(Soal) Tulis ulang semua baris catatan di bawah ini, termasuk permintaannya, lalu naikkan setiap angka koordinat pada jawaban sebanyak 67, sedangkan angka dalam permintaan dan contoh formatnya dibiarkan tetap. Jangan sertakan gambar dalam hasil Anda.
-- -- --
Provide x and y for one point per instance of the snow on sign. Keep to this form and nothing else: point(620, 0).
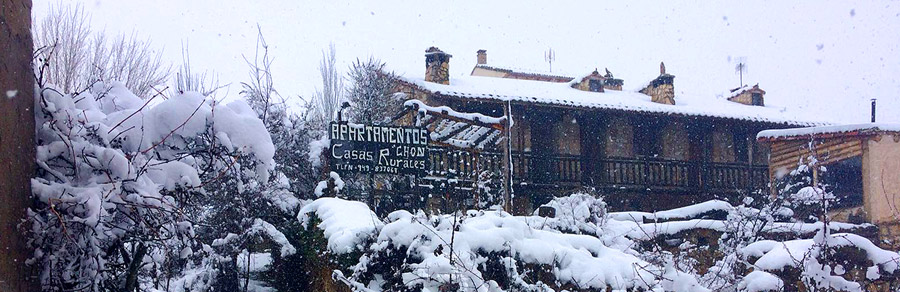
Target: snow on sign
point(377, 149)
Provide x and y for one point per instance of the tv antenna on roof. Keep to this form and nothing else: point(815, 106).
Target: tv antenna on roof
point(549, 57)
point(740, 68)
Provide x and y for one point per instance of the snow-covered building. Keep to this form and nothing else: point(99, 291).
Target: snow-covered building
point(861, 163)
point(651, 148)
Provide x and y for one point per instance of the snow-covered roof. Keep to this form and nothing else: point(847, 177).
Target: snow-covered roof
point(561, 94)
point(834, 130)
point(522, 71)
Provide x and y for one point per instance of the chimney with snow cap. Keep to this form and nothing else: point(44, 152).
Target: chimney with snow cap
-- -- --
(Jawaban Latihan)
Provide x and y for one point per instance of the snow on sign. Keep to this form and nothing else: point(620, 0).
Target: snow on sign
point(444, 216)
Provide x and y for one point per instance of the tv antenna on roof. Keep to this form and nothing else: point(815, 106).
Target: tv antenna on roof
point(616, 124)
point(807, 135)
Provide x and y for one point per instance of the snow-covered building. Keep to this form and nothing else: point(99, 291).
Target: snow-covered building
point(928, 230)
point(718, 215)
Provide x and y for one point per instance of the snow-covered roof. Keep to this form and nothing else: point(847, 177).
Target: snow-covered roof
point(628, 161)
point(901, 197)
point(589, 138)
Provide x and y for one point per instance of the chimney with snow cap. Keep to this form and nothing else: point(44, 152).
Target: chimney with snow cap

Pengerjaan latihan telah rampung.